[HOW TO COMPLETE THIS TASK]: Below this line is a set of entries; quote exactly the lines from the line that contains "Target: distant building" to the line that contains "Reviewer note: check that each instance of the sandy", both lines included.

[DATA UNDER STUDY]:
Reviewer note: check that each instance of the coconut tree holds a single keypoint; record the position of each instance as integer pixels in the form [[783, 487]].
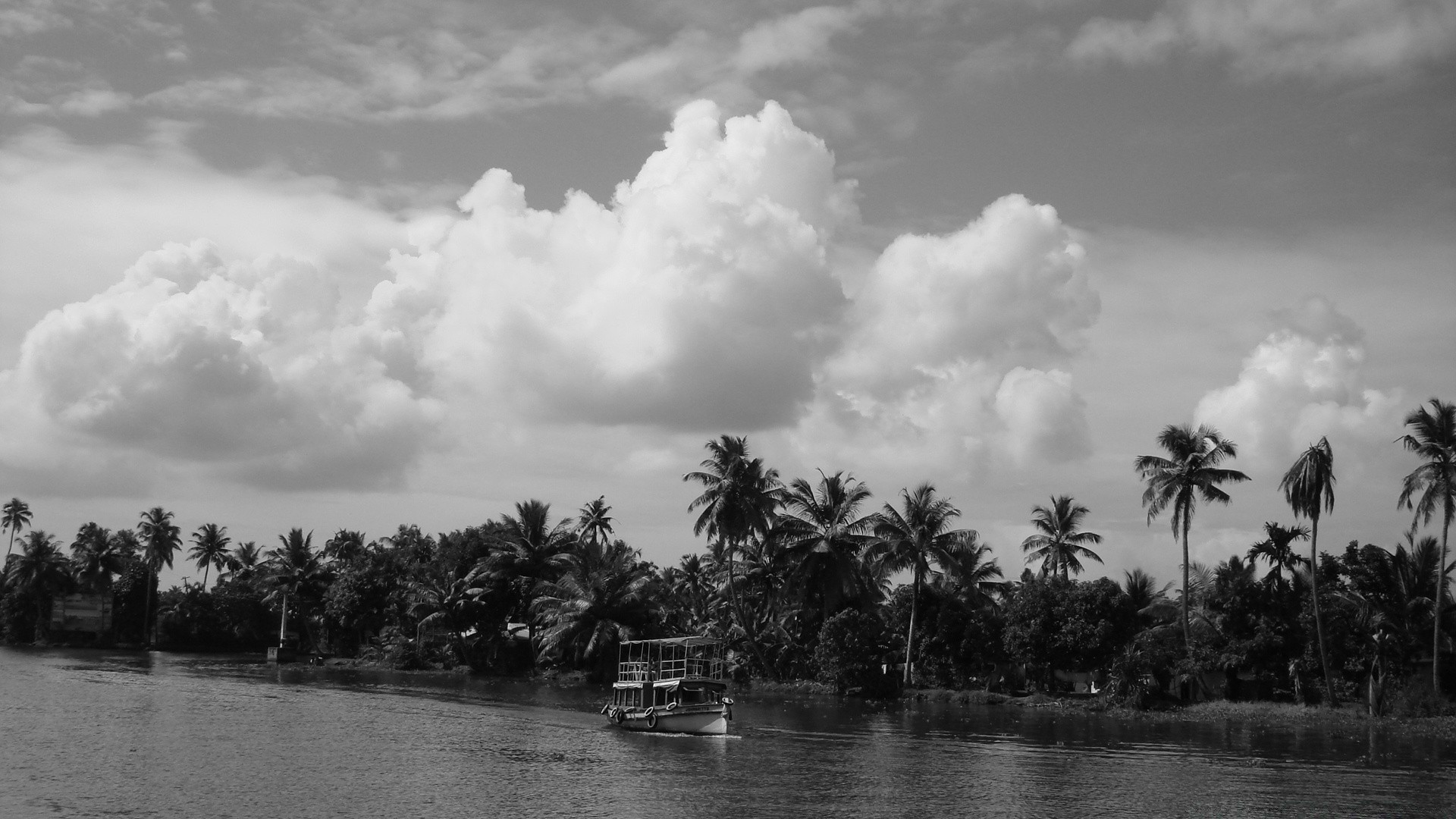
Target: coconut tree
[[915, 535], [41, 570], [1277, 548], [1429, 487], [599, 599], [294, 570], [15, 515], [1059, 544], [1310, 487], [210, 550], [161, 539], [96, 556], [595, 523], [740, 499], [824, 535], [1188, 472]]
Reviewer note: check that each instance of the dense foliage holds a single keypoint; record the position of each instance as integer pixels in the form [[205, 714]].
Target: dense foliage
[[805, 580]]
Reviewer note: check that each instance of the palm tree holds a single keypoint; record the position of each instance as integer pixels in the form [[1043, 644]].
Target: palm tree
[[96, 556], [453, 605], [41, 570], [210, 550], [740, 497], [1059, 545], [1190, 471], [912, 537], [529, 556], [296, 570], [593, 523], [824, 537], [1433, 438], [1277, 548], [14, 516], [161, 539], [1310, 485], [596, 602]]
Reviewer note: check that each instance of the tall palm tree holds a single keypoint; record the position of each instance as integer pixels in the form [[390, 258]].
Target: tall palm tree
[[596, 602], [1310, 487], [1190, 471], [161, 539], [1277, 548], [824, 535], [595, 523], [15, 515], [294, 570], [210, 550], [96, 557], [529, 556], [740, 499], [1059, 544], [41, 570], [912, 537], [1433, 438]]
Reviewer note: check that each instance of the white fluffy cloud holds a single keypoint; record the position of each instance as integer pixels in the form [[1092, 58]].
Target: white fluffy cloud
[[956, 343], [1272, 38], [699, 297], [240, 366], [1304, 382], [708, 295]]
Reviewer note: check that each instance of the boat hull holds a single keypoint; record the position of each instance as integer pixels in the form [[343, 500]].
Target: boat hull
[[708, 723]]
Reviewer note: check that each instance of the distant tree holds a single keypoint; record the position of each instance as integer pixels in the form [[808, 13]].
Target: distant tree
[[1432, 485], [1310, 485], [740, 499], [1190, 471], [210, 550], [824, 535], [161, 539], [915, 535], [1059, 542], [15, 515], [1277, 548], [41, 572]]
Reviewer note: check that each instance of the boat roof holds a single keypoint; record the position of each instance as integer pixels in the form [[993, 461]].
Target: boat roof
[[674, 642]]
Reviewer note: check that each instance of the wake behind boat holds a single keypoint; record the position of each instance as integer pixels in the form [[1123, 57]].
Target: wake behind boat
[[670, 687]]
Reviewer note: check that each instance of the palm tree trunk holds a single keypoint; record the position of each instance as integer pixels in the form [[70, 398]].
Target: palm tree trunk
[[1313, 599], [1187, 632], [737, 607], [1436, 608], [915, 601]]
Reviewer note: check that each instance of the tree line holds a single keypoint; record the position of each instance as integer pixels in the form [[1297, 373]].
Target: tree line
[[804, 579]]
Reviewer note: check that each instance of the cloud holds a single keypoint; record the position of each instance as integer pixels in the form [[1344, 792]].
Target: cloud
[[954, 344], [701, 297], [1302, 382], [1280, 38], [242, 366]]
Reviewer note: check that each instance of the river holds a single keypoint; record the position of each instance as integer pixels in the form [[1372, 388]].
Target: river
[[101, 733]]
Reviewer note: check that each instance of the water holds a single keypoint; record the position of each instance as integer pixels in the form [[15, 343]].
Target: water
[[92, 733]]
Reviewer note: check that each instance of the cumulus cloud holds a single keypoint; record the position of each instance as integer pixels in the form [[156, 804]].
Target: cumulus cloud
[[956, 343], [242, 366], [1304, 382], [701, 297], [1276, 38]]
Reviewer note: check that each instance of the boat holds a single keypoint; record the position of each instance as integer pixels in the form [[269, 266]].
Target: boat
[[670, 686]]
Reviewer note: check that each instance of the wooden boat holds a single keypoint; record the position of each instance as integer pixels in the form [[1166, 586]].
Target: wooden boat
[[670, 687]]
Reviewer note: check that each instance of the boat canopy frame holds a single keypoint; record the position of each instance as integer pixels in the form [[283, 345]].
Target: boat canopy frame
[[672, 659]]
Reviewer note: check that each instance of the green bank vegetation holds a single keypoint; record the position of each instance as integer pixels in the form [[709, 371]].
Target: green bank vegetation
[[811, 579]]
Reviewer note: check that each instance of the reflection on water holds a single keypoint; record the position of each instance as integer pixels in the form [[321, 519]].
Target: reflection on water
[[91, 733]]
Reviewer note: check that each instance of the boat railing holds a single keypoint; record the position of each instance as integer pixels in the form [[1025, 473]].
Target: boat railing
[[692, 668]]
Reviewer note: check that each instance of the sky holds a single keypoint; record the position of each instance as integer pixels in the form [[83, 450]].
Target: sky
[[324, 264]]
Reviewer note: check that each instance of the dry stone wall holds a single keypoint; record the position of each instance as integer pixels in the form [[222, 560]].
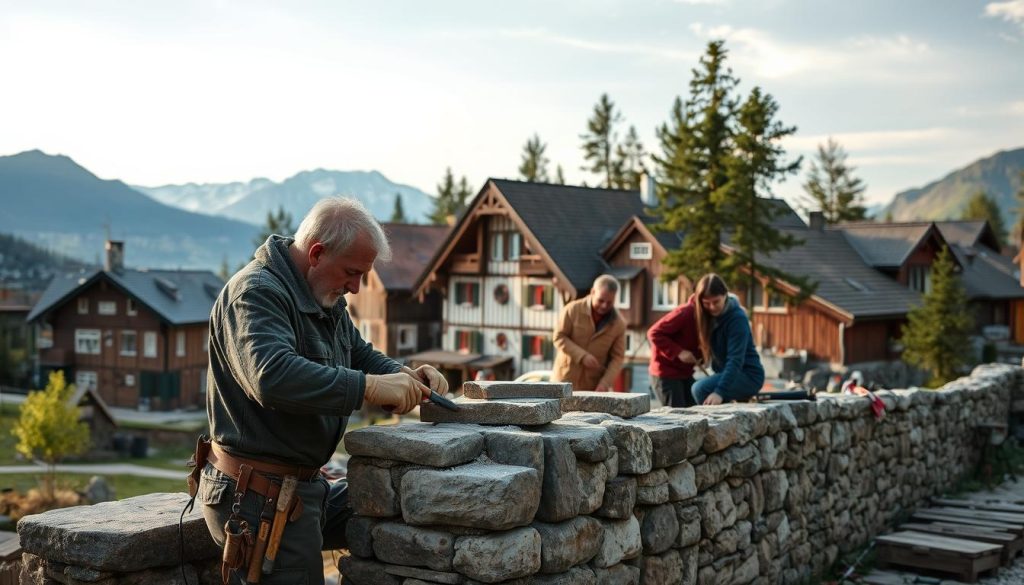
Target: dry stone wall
[[758, 493], [766, 493]]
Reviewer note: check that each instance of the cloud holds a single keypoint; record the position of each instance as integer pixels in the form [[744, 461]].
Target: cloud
[[640, 49]]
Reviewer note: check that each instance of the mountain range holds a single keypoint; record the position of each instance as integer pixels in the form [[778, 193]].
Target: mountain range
[[251, 201], [997, 175]]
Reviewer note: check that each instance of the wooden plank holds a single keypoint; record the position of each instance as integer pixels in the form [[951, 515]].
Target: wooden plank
[[939, 543], [1000, 516], [993, 506]]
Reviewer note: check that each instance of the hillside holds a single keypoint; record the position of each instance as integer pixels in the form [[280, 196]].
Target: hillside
[[251, 201], [55, 203], [998, 175]]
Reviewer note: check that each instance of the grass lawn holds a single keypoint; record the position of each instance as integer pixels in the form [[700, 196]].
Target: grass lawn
[[124, 486]]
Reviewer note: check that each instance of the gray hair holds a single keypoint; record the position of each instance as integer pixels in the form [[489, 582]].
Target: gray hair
[[607, 283], [336, 222]]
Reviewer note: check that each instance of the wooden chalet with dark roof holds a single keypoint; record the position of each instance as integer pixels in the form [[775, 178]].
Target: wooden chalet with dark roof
[[139, 337], [518, 254], [385, 309]]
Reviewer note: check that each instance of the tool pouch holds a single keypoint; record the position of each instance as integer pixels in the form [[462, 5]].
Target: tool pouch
[[198, 462], [238, 543]]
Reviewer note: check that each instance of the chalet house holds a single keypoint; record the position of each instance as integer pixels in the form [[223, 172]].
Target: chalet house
[[139, 337], [385, 309], [518, 254]]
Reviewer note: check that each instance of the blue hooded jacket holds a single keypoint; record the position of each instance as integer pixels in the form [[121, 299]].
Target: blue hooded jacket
[[732, 346]]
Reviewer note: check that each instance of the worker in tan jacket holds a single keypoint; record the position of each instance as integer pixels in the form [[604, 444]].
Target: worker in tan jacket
[[590, 339]]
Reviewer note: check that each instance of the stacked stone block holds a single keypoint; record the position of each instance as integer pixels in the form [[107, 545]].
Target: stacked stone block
[[753, 493]]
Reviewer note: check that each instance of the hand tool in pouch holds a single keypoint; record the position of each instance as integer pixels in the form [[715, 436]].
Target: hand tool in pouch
[[285, 499]]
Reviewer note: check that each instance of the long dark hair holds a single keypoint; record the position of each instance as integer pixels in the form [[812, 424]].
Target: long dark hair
[[709, 285]]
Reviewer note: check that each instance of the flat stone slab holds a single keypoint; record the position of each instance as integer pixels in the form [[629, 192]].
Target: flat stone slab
[[626, 405], [423, 444], [526, 412], [493, 390], [479, 495], [125, 536]]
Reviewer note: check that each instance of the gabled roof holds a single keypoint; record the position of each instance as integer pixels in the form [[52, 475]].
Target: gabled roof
[[845, 282], [412, 248], [178, 297], [886, 245]]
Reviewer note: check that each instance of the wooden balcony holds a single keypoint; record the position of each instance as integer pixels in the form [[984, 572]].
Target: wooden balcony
[[466, 263], [532, 264]]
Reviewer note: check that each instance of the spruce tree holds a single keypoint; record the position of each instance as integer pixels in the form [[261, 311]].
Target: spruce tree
[[832, 187], [936, 336], [757, 162], [534, 166], [629, 161], [983, 207], [599, 141], [398, 215], [692, 168]]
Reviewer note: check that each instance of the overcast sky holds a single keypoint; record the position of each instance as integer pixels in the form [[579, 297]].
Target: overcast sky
[[220, 90]]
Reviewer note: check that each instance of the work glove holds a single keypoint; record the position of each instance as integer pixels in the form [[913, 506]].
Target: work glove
[[398, 391], [429, 376]]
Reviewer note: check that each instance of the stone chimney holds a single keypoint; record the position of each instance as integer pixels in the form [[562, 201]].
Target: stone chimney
[[115, 260], [816, 219], [648, 193]]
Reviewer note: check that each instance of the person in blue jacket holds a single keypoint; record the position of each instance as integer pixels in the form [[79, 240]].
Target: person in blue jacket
[[725, 340]]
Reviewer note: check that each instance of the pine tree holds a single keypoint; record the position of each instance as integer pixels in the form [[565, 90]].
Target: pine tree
[[832, 187], [398, 215], [629, 161], [692, 168], [757, 162], [983, 207], [279, 222], [559, 175], [48, 427], [599, 140], [936, 335], [445, 204], [535, 165]]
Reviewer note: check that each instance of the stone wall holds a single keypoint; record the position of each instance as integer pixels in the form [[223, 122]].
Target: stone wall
[[761, 493], [768, 493]]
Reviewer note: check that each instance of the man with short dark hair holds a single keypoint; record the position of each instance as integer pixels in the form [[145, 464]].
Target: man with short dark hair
[[287, 368], [590, 337]]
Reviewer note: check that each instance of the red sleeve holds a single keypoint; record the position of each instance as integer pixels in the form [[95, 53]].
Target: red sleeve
[[665, 334]]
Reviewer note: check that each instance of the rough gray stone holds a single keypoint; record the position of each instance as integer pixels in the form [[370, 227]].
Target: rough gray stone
[[514, 447], [593, 477], [499, 556], [423, 444], [526, 412], [358, 535], [574, 576], [569, 543], [402, 544], [658, 528], [561, 491], [626, 405], [478, 495], [371, 491], [617, 575], [621, 542], [591, 444], [500, 389], [365, 572], [620, 497], [635, 449], [125, 536], [423, 575], [682, 482]]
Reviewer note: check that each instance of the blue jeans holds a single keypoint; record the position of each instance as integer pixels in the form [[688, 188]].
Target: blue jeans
[[742, 388]]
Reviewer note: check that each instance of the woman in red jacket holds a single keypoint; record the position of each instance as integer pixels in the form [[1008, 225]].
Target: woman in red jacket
[[675, 350]]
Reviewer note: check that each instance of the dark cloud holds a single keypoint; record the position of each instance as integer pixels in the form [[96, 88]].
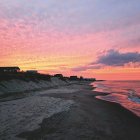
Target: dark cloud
[[115, 58], [84, 68], [111, 58]]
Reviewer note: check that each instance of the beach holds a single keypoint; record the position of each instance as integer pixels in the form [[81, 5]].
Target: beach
[[87, 119]]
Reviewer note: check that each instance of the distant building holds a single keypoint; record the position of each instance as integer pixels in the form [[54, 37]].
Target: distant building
[[9, 69], [74, 78], [32, 71]]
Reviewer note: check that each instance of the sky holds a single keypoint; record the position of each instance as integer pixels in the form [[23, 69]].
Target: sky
[[92, 38]]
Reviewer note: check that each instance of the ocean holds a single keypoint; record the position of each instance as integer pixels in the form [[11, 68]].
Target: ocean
[[125, 93]]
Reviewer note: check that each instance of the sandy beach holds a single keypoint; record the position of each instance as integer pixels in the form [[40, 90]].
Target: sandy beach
[[88, 118]]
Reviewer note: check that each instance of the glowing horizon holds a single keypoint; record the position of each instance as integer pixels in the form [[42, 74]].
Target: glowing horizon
[[92, 38]]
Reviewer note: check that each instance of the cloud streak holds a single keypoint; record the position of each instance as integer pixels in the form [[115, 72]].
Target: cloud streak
[[112, 58]]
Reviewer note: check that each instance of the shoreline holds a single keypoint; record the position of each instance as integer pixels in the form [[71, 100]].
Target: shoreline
[[88, 119]]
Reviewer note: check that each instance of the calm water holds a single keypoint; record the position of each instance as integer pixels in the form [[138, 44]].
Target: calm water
[[126, 93]]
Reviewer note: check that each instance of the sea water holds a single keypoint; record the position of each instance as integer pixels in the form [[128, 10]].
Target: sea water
[[125, 93]]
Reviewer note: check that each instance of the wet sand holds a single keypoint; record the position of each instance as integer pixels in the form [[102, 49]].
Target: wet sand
[[88, 119]]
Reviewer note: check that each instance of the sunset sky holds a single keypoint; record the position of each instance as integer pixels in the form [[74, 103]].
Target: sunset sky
[[93, 38]]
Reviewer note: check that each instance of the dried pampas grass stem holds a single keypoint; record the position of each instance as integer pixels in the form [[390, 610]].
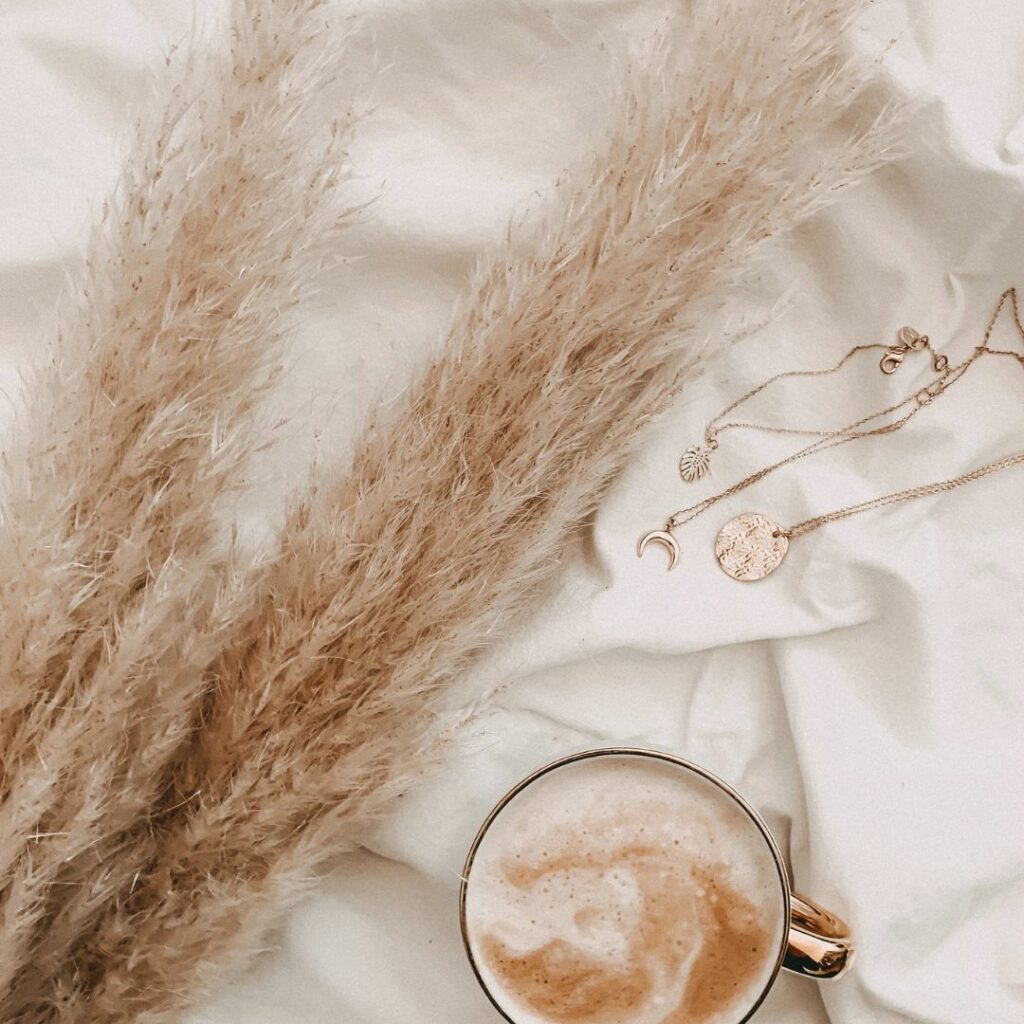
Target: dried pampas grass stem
[[129, 443], [388, 580], [391, 579]]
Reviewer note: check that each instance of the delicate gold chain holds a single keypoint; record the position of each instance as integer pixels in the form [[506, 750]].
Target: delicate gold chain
[[902, 496], [910, 340], [916, 401], [938, 486]]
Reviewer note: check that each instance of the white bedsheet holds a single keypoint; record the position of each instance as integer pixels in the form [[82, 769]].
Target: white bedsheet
[[868, 698]]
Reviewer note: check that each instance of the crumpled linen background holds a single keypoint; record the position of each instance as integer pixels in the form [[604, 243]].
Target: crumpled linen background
[[868, 698]]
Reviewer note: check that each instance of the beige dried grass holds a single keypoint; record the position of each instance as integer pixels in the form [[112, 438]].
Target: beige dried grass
[[116, 582], [389, 580]]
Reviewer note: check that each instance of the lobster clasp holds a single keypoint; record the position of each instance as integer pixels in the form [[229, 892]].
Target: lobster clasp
[[892, 360]]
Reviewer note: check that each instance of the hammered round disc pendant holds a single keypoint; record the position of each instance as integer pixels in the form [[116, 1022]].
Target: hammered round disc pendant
[[751, 547], [694, 463]]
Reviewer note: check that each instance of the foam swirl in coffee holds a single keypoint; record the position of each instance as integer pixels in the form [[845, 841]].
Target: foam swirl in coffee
[[624, 889]]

[ANSWER FOR THE TASK]:
Target: distant building
[[9, 69], [74, 78], [32, 71]]
Reviewer note: check that each instance of the sky holds a single keypoint; record the position of each instance as integer pixels in the form [[23, 69]].
Target: sky
[[92, 38]]
Reviewer note: check that each instance of the ocean holds a single keypoint; record the position of each instance as integer pixels in the form [[11, 68]].
Target: ocean
[[125, 93]]
Reviewer note: check that each instance of the sandy beach holds a single keypoint; record the position of each instance as integer pixels in the form [[40, 90]].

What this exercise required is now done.